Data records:
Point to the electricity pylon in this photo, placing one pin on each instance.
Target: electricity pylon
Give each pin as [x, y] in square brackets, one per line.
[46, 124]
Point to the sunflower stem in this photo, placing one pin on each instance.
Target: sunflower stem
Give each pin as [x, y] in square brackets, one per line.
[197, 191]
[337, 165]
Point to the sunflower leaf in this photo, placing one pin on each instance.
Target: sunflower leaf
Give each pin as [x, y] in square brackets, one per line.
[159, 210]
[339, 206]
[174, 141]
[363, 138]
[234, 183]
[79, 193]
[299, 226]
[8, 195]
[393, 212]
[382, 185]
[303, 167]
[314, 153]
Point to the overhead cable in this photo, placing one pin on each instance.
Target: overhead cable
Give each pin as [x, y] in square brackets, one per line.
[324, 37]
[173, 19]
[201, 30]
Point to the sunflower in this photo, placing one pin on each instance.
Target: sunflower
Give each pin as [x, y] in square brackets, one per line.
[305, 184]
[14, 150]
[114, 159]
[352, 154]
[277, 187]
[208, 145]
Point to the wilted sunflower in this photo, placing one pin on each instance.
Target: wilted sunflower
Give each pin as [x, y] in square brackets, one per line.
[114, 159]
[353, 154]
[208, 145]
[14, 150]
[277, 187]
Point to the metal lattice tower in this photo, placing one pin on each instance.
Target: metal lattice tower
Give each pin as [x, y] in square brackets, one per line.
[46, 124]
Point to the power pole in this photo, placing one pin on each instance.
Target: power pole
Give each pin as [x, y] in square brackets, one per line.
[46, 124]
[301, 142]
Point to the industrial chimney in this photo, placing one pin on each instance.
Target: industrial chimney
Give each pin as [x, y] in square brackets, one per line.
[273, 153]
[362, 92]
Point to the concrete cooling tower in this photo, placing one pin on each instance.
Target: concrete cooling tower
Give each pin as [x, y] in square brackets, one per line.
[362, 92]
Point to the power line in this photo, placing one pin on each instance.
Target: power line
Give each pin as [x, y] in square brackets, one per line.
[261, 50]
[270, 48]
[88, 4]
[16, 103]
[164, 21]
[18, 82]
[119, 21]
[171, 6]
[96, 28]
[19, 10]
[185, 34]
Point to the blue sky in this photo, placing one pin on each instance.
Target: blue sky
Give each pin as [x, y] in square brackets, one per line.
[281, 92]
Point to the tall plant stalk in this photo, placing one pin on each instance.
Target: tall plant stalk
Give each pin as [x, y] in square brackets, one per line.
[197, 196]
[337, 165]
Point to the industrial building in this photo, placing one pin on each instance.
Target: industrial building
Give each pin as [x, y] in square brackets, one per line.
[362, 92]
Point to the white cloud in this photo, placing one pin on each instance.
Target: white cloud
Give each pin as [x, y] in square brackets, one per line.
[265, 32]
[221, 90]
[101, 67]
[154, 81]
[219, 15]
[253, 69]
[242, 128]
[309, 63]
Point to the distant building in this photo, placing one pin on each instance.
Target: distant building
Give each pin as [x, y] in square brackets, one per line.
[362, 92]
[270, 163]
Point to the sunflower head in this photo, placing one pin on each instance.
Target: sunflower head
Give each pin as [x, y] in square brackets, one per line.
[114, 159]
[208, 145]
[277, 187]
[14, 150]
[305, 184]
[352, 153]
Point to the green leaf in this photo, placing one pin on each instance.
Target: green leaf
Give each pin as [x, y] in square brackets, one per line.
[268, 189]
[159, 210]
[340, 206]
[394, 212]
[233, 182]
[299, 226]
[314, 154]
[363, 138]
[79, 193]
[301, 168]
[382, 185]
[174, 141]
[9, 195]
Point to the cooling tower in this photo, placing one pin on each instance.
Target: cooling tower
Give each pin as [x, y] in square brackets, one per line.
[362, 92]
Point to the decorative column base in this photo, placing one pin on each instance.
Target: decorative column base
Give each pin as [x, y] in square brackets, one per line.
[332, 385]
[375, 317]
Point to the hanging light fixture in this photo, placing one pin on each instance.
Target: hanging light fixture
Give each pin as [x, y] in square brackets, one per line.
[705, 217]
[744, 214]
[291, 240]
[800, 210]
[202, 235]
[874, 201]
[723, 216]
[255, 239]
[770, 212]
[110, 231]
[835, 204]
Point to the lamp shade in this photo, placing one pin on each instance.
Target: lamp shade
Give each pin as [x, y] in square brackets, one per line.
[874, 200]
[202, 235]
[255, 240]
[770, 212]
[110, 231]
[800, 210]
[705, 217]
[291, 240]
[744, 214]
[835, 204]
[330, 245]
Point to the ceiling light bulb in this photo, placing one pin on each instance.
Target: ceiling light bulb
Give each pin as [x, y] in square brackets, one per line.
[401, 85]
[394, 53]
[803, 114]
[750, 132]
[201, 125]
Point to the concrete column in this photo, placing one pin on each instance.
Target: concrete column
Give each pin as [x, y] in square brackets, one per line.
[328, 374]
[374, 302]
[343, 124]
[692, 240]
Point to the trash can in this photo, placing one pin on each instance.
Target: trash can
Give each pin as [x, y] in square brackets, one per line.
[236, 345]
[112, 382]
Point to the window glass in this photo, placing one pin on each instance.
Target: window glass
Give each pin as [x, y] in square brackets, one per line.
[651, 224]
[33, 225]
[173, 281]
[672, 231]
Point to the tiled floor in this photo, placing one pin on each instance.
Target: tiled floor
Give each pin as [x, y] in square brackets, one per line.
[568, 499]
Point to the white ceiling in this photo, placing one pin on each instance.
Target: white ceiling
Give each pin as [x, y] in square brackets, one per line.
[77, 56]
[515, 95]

_THE TASK_
Each record should come back exactly as written.

_RESULT BELOW_
Point to the electricity pylon in this photo, placing one pin on each instance.
Target: electricity pylon
Give each pin as [x, y] in square brackets, one per line.
[46, 124]
Point to the sunflower stem in this photo, placing one pin on each instance.
Target: sunflower stem
Give each pin as [x, y] in square brackets, one per line.
[197, 191]
[337, 165]
Point to the sunflower leaf in this photo, placing one pin on each instance.
Target: sunflower leaf
Give each pin as [x, y] in square brackets, one per line.
[159, 210]
[339, 206]
[174, 141]
[363, 138]
[234, 183]
[79, 193]
[299, 226]
[8, 195]
[393, 212]
[382, 185]
[303, 167]
[314, 153]
Point to the overhead cable in this photo, placing one pin on each instance.
Target: overhead cable
Give each pin as [x, y] in square brackets, one per line.
[324, 37]
[173, 19]
[201, 30]
Point to the sunflower in this photo, placing one pin on each instance.
Target: sunflower
Give each pin as [x, y] in square brackets, one per line.
[305, 184]
[14, 150]
[114, 159]
[352, 154]
[277, 187]
[208, 145]
Point to the wilted sunflower in this photo, placing one pin on each instance.
Target: wilted sunflower
Give each pin as [x, y] in square brackets, one per line.
[114, 159]
[353, 154]
[208, 145]
[14, 150]
[277, 187]
Point to the metal lattice tower in this photo, placing one pin on each instance.
Target: metal lattice tower
Give each pin as [x, y] in square brackets, one per line.
[46, 124]
Point to the power pole in this photo, placing one pin on each instance.
Target: power pole
Give each pin as [x, y] in square brackets, one per line.
[46, 124]
[301, 142]
Point to the industrial chimney in this photo, placing one pin on each instance.
Target: industrial chimney
Give each pin as [x, y] in square brackets, one per line.
[273, 153]
[362, 92]
Point to the concrete cooling tower in this photo, placing one pin on each instance.
Target: concrete cooling tower
Give each pin as [x, y] in square brackets, one per line.
[362, 92]
Point to the power line in this photo, placing one pin on each instance.
Target: power line
Give each pin as [x, y] in square brackets, one per line.
[261, 50]
[270, 48]
[88, 4]
[16, 103]
[164, 21]
[18, 82]
[119, 21]
[171, 6]
[96, 28]
[19, 10]
[185, 34]
Point to the blue sky in this photo, placing one pin on each instance.
Target: blue sky
Give each pin as [x, y] in square brackets, one per line.
[281, 92]
Point to the tall plant stalk in this photo, placing one pin on each instance.
Target: tall plant stalk
Give each pin as [x, y] in square brackets, one per line.
[197, 196]
[337, 165]
Point to the industrial building in this photo, placing one pin on each instance.
Target: industrial building
Give each pin as [x, y] in square brackets, one per line.
[362, 92]
Point to the white cloud in this photo, placing one pin on each instance.
Target: white cloud
Give each pin as [x, y] in square brackets, one per line.
[265, 32]
[221, 90]
[101, 67]
[154, 81]
[219, 15]
[253, 69]
[242, 128]
[309, 63]
Point to the distant building in this photo, placing one pin on each instance.
Target: distant building
Give each pin as [x, y] in square brackets, one per line.
[362, 92]
[270, 163]
Point to the sunflower head in this photo, placing one pin on each instance.
Target: sunflower head
Give each pin as [x, y] in square brackets, one per line.
[114, 159]
[208, 145]
[277, 187]
[14, 150]
[305, 184]
[352, 153]
Point to the green leaf in this photo, placing one pin on each instance.
Target: green leaf
Give each pin as [x, y] in square brackets, one per line.
[268, 189]
[159, 210]
[340, 206]
[394, 212]
[233, 182]
[299, 226]
[314, 154]
[363, 138]
[79, 193]
[301, 168]
[382, 185]
[174, 141]
[9, 195]
Point to the cooling tower in this photo, placing one pin on each instance.
Target: cooling tower
Give each pin as [x, y] in square brackets, one per line.
[362, 92]
Point to the decorative column base in this photo, placing one pin on each instance.
Target: decorative column base
Give each pin as [x, y] in square brackets, one per line.
[332, 385]
[375, 317]
Point to the hanging light fixture in this photo, placing one pin on each instance.
Target: hanging light fixture
Give each pin as [x, y] in square brackets, one per line.
[705, 217]
[744, 214]
[291, 240]
[800, 210]
[202, 235]
[874, 201]
[723, 216]
[255, 239]
[770, 212]
[110, 231]
[835, 204]
Point to the lamp shade in this photo, placing one pin on each instance.
Target: lamp shade
Give each pin as [x, y] in square brackets, one per line.
[874, 200]
[202, 235]
[255, 240]
[770, 212]
[110, 231]
[800, 210]
[705, 217]
[291, 240]
[744, 214]
[835, 204]
[330, 245]
Point to the ceiling light bulb in this photo, placing one pin on each instance.
Target: ceiling light bulb
Give each pin as [x, y] in square brackets, one per line.
[401, 85]
[394, 53]
[803, 114]
[750, 132]
[201, 125]
Point to the concrete column in this photo, placing one pin on each instance.
Target: concrete column
Give each pin as [x, y] in square brackets, one per line.
[328, 374]
[374, 302]
[343, 124]
[692, 240]
Point to the trash can in this photo, placing one pin on each instance.
Target: trash can
Give each pin as [x, y] in square brackets, one per line.
[236, 345]
[112, 382]
Point to the window glass in this photo, placing one pin on each instance.
Target: window glass
Give each pin as [x, y] in square brackets, one per line.
[651, 224]
[33, 225]
[173, 281]
[672, 231]
Point to the tiled floor in this photo, placing one pin on each instance.
Target: tiled floor
Give each pin as [x, y] in square brackets, one per line.
[568, 499]
Point to the white ceiling in this photo, placing one pin on each instance.
Target: white ceiling
Give each pin as [x, y] in square brackets, one per line.
[77, 56]
[515, 95]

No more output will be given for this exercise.